● REQUIREMENTS
In the records below, locate the line containing "Return the polygon of every instance of the white wall", then output that line and all later lines exactly, through the last one.
────────────────────
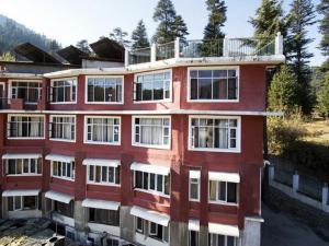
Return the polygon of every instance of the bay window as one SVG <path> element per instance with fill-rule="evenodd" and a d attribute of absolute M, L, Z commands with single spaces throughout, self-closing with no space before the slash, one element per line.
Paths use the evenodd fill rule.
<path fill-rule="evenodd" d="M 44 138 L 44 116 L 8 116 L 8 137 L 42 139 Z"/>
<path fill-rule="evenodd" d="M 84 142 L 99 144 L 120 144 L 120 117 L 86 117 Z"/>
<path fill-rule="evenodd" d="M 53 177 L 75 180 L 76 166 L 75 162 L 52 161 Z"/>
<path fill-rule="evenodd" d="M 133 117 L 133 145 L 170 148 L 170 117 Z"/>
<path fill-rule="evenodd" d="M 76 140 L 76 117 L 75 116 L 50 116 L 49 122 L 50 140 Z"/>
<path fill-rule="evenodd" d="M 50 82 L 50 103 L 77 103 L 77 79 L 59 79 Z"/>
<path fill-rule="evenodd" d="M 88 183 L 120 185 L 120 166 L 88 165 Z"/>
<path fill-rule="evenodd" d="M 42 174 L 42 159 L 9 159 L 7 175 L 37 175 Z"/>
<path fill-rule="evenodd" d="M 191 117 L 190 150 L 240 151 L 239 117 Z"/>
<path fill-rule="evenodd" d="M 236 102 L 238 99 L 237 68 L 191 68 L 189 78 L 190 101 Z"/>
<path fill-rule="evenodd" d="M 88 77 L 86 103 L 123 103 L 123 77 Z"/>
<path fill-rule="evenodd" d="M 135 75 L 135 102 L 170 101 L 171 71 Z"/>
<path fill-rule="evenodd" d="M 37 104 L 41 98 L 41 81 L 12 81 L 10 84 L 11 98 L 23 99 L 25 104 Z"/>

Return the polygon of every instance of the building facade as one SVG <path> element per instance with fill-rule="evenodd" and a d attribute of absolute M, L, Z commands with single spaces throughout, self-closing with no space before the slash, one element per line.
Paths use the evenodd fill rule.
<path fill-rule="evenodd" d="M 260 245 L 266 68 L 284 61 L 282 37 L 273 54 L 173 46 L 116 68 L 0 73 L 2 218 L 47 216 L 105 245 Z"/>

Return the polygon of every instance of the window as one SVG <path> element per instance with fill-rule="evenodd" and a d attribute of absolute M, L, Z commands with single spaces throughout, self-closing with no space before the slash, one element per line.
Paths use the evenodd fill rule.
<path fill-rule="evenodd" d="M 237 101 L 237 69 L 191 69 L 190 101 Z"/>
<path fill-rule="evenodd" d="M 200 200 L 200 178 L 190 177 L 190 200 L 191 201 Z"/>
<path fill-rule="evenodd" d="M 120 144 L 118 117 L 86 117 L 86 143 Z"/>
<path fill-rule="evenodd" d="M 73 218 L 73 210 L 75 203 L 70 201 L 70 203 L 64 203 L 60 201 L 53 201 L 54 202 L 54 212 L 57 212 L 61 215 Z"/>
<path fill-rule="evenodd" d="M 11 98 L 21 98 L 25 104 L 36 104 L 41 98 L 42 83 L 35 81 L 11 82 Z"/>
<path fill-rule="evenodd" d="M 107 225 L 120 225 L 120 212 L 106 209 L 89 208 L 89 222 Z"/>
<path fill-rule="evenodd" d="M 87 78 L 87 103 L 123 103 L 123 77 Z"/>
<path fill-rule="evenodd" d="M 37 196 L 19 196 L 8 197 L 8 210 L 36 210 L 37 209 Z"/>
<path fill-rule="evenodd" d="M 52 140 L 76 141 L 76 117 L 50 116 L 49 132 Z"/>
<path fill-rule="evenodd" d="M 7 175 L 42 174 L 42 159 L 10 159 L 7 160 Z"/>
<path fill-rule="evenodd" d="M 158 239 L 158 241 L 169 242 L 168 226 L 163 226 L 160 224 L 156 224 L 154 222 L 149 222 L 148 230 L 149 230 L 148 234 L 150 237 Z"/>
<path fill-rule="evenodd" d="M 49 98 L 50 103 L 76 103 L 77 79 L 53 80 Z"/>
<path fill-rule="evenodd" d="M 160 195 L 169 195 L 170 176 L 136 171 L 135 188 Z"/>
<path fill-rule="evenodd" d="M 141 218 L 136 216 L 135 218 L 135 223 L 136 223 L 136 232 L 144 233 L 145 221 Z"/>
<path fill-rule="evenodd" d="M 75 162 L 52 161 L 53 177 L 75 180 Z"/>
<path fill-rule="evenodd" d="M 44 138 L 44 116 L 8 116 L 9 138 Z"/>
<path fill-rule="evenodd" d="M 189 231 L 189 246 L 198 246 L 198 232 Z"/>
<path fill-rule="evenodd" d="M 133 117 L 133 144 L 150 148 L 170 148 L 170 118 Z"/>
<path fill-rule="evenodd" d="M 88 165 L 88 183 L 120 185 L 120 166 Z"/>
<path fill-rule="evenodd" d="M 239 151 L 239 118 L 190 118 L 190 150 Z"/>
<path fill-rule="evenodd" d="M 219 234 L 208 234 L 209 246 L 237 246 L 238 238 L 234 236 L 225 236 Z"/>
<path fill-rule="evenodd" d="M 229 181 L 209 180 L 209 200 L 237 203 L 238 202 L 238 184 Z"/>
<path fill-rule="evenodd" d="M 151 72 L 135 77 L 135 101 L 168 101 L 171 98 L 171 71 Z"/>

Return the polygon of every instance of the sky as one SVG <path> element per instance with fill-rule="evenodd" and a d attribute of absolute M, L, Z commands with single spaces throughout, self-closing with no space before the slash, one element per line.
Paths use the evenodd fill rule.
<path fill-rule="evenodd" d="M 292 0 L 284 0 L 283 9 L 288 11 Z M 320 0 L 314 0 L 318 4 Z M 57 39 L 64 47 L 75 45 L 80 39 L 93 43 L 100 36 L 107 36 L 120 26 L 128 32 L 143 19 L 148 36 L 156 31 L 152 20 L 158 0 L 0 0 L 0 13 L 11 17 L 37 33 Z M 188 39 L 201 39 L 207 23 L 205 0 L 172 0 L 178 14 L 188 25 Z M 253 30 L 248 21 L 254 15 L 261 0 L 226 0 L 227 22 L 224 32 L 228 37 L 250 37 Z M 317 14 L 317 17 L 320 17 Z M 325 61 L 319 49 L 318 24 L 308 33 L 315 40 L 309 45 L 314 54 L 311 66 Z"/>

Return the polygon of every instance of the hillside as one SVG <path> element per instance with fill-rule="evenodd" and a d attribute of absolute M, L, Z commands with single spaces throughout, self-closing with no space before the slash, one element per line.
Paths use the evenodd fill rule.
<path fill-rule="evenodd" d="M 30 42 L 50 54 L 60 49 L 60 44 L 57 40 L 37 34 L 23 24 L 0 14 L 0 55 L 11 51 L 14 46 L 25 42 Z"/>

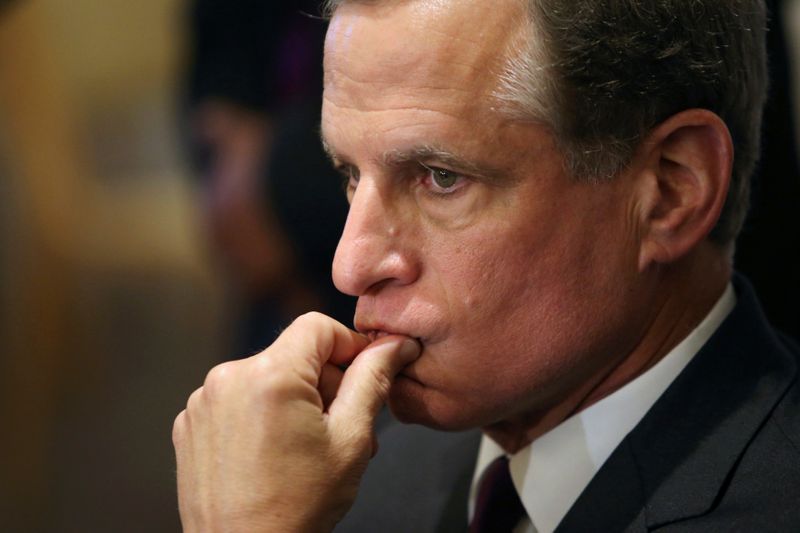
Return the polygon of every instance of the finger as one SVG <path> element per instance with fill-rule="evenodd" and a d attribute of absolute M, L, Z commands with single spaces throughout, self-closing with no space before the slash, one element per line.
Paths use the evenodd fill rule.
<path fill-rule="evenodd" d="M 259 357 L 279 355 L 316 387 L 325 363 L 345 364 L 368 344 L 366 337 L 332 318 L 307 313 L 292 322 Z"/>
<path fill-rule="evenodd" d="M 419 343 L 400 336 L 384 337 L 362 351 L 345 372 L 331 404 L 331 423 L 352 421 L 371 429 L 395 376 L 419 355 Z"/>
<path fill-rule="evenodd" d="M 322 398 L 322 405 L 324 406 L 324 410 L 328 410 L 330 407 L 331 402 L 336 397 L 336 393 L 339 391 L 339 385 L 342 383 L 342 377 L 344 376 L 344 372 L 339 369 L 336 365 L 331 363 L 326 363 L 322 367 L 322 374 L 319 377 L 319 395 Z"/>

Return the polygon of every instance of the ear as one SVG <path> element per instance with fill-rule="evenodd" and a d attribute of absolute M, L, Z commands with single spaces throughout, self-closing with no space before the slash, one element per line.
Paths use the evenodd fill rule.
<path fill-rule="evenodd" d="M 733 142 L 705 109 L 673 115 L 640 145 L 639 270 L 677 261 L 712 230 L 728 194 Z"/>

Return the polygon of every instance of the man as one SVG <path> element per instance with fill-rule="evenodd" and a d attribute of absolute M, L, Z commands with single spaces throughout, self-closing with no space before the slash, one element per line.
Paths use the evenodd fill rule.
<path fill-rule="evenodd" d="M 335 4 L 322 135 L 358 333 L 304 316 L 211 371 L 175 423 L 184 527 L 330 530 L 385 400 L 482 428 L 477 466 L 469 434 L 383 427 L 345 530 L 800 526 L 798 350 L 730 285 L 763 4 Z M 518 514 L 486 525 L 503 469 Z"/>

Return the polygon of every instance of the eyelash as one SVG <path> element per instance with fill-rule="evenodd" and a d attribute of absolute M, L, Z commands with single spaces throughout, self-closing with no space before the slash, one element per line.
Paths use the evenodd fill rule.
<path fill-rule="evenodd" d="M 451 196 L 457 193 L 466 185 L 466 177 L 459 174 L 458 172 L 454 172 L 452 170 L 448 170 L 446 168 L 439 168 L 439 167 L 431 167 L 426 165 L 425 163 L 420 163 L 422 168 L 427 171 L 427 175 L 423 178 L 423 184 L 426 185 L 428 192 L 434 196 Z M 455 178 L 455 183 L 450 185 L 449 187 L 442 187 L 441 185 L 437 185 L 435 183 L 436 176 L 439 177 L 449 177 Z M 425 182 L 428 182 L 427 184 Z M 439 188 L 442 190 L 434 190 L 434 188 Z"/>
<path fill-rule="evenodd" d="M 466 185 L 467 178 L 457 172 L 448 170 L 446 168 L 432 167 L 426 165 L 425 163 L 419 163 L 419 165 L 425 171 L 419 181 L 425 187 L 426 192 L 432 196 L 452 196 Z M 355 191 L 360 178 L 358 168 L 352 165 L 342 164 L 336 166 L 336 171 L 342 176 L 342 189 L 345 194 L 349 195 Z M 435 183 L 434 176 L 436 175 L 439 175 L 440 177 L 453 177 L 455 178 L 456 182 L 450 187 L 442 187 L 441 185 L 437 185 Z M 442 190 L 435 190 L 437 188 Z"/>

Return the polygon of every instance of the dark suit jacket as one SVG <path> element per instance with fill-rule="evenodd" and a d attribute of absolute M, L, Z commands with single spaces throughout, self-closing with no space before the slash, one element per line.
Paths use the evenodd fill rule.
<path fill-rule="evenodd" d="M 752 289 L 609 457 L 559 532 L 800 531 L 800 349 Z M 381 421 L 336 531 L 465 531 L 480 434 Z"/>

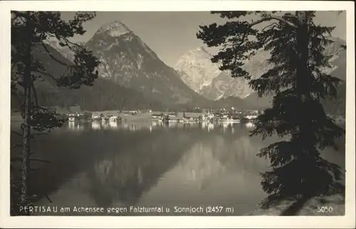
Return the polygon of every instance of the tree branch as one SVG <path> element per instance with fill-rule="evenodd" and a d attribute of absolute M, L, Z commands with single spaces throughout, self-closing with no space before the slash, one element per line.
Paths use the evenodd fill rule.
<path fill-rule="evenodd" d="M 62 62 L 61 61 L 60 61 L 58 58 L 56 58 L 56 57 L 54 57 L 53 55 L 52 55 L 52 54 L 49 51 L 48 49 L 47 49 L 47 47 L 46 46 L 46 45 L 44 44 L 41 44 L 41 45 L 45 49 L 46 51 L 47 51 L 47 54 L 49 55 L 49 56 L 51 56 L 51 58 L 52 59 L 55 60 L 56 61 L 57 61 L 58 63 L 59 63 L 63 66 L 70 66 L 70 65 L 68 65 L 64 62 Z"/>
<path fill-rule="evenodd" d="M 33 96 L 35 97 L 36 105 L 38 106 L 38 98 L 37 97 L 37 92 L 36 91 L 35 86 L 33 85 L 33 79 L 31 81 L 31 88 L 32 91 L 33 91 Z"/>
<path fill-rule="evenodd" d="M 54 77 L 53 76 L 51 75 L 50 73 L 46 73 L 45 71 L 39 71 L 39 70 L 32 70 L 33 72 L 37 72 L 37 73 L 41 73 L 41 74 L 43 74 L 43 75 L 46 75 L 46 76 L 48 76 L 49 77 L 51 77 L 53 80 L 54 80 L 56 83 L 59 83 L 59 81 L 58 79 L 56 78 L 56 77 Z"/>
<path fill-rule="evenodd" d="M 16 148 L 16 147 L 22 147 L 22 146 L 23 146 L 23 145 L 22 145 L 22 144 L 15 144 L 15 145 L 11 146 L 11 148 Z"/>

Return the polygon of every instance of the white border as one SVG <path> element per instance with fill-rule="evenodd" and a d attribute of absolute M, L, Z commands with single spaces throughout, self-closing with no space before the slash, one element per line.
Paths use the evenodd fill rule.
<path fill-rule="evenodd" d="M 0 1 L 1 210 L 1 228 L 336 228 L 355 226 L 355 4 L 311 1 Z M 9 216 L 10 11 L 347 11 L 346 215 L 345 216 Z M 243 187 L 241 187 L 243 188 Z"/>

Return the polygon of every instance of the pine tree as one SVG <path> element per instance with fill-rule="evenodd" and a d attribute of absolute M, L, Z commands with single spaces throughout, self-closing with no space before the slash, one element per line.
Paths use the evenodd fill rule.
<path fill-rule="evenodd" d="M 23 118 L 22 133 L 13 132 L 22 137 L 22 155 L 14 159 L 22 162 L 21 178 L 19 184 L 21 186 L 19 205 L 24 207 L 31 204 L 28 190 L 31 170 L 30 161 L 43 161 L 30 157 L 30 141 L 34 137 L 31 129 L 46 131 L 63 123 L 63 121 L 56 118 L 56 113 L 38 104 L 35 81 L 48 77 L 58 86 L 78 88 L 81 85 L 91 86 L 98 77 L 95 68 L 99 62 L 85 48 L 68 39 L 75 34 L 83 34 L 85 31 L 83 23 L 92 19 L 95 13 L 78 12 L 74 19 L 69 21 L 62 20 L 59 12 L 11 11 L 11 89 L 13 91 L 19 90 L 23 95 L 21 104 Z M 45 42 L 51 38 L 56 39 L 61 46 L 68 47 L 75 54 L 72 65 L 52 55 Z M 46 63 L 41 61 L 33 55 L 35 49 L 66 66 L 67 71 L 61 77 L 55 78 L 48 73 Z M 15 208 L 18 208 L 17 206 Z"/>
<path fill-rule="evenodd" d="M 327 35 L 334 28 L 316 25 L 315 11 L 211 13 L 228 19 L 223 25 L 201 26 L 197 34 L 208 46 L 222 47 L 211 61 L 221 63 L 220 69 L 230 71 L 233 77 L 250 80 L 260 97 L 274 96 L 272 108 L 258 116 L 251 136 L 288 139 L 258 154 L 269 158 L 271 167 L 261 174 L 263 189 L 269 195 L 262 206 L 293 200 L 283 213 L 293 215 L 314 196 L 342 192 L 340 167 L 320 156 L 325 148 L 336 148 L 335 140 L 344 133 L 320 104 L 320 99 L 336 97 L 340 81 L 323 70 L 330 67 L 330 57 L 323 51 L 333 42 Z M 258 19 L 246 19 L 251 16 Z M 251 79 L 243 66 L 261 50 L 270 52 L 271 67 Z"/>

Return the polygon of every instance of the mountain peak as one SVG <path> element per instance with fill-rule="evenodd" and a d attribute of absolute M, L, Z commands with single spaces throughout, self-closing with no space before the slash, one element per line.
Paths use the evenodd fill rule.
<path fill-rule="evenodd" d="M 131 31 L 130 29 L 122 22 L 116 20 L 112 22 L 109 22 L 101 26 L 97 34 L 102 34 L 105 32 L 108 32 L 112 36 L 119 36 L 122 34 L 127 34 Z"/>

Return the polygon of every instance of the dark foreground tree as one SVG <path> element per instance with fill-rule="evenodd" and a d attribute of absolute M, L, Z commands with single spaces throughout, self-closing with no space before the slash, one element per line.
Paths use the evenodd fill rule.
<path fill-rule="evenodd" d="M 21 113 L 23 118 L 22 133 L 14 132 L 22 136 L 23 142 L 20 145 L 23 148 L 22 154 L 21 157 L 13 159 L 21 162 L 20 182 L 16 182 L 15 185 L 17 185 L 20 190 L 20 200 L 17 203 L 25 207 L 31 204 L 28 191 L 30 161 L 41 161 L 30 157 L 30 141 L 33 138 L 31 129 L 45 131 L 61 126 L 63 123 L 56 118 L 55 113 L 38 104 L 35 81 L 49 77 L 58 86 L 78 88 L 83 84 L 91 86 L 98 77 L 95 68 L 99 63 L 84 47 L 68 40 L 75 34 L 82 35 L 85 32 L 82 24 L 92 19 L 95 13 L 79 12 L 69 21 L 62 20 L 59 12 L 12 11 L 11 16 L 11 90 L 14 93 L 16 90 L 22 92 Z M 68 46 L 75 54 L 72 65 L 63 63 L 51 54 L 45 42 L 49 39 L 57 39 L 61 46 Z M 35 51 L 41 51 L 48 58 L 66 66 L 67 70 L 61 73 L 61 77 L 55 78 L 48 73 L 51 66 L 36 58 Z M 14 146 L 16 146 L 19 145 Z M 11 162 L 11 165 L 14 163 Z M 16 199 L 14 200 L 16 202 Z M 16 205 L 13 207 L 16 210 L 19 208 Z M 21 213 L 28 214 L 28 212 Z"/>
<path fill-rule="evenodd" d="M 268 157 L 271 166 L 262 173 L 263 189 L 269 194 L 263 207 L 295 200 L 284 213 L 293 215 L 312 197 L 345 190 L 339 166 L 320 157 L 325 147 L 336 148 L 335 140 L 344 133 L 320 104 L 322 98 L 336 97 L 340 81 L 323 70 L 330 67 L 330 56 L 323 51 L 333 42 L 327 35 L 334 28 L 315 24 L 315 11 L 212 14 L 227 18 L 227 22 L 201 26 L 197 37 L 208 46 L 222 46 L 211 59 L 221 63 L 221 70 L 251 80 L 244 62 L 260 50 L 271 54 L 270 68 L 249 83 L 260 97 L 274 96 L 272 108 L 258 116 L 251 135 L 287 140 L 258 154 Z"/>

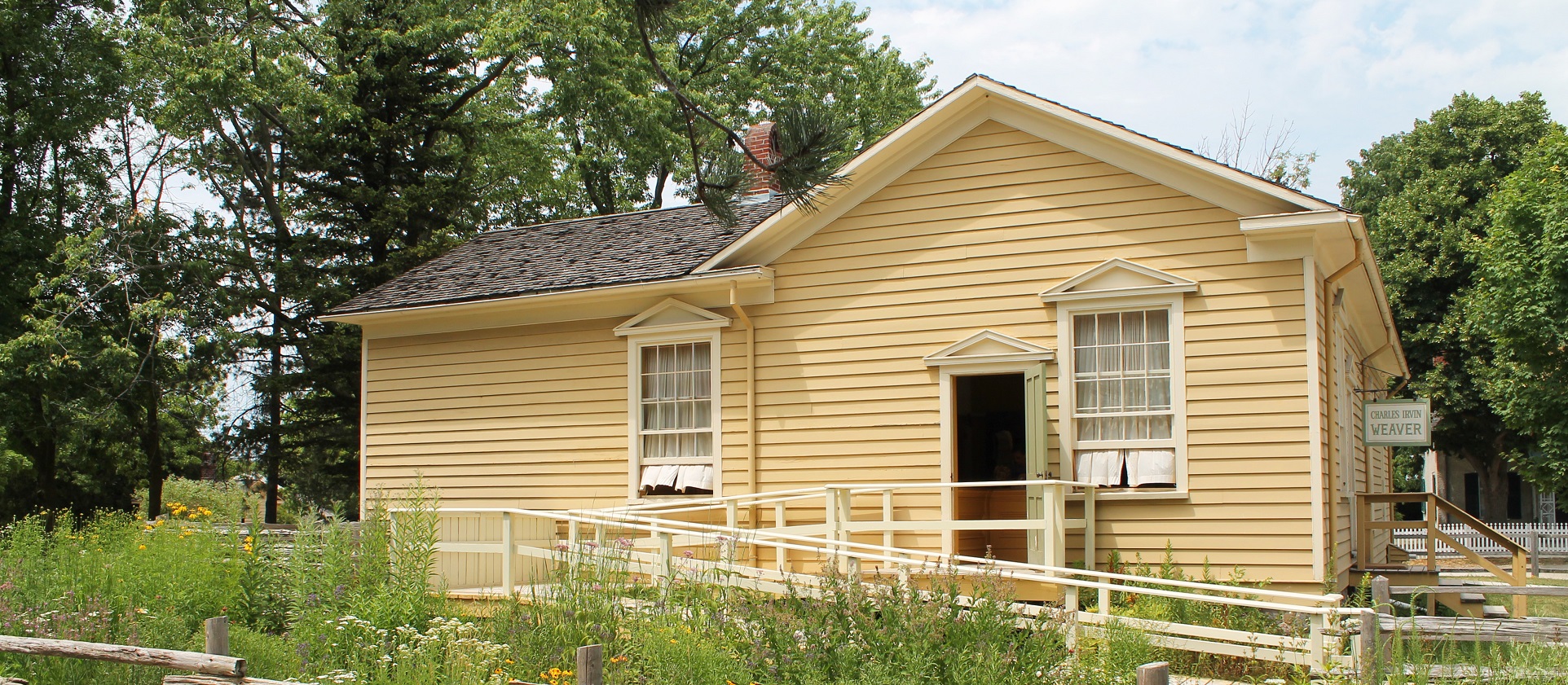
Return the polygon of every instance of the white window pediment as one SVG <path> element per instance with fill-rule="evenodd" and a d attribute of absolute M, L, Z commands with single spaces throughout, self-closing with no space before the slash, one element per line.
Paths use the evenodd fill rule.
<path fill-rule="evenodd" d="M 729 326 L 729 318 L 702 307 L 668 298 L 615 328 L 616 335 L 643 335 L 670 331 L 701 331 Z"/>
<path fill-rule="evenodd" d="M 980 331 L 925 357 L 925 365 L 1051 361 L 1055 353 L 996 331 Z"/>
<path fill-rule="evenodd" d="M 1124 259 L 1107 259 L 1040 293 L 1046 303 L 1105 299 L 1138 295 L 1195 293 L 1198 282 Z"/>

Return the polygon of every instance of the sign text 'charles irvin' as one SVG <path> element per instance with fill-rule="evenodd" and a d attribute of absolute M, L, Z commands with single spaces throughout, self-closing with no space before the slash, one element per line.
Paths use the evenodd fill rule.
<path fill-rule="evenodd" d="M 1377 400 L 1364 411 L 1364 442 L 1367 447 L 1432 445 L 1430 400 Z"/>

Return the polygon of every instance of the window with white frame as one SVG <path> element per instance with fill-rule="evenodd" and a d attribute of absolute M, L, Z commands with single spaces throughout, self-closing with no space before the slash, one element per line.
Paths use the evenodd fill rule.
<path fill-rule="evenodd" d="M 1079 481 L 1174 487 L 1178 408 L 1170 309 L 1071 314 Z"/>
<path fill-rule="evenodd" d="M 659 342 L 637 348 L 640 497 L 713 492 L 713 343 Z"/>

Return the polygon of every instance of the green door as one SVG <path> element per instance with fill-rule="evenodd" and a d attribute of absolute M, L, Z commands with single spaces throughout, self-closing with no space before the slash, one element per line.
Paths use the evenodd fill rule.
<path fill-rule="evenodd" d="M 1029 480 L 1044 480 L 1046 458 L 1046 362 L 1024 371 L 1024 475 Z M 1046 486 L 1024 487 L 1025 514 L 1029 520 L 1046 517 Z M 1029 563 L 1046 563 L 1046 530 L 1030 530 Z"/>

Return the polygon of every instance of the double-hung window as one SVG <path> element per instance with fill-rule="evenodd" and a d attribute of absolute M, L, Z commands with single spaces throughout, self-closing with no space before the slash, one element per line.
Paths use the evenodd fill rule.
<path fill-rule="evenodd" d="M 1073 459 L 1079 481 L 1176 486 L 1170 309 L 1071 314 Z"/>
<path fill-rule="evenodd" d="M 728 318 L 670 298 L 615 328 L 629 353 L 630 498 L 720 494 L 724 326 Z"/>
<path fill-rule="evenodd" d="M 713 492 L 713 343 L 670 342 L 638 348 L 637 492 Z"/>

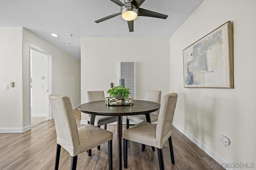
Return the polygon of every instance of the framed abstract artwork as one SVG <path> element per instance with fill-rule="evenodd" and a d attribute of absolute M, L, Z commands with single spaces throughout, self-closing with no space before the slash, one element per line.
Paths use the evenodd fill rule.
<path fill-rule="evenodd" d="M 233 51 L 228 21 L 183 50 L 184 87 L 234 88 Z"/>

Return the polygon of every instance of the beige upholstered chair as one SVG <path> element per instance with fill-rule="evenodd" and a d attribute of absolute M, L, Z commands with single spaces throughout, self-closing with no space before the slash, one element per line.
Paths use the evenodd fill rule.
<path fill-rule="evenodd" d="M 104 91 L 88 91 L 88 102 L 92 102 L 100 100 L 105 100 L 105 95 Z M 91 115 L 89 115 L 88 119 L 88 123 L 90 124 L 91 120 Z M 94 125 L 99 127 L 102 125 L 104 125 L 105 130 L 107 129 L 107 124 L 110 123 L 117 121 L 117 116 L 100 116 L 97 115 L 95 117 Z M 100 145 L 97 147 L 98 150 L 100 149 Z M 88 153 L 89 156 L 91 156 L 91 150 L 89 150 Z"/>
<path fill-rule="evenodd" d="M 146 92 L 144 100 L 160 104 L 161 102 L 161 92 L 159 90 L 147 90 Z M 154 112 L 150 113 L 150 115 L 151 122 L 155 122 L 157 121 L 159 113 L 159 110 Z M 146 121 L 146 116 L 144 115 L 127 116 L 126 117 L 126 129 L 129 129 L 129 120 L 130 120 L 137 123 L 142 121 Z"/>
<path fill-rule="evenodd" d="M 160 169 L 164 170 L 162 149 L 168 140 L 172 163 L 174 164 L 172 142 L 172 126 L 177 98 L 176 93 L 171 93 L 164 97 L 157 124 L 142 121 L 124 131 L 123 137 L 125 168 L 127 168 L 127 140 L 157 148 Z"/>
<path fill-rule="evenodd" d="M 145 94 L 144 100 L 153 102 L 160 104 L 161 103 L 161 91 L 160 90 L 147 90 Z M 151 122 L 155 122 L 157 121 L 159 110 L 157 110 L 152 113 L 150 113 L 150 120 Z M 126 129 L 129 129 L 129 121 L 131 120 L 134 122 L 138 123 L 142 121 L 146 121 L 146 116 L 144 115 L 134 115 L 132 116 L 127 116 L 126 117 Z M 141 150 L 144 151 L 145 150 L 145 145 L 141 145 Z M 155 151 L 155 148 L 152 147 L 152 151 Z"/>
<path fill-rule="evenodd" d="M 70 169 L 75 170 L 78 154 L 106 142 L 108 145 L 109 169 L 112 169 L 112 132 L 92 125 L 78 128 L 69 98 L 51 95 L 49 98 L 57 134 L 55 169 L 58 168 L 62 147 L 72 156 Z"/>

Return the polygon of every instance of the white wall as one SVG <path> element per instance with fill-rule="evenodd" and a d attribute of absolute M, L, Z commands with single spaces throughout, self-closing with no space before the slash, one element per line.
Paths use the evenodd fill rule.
────────────────────
● RIGHT ANSWER
Return the polygon of every instance of the white wall as one SVG <path> element per instance with fill-rule="evenodd" and a d attribute of absolute M, L, Z commands with single spaces throughout, self-closing with no space before the slash, one element per line.
Paths use the evenodd fill rule.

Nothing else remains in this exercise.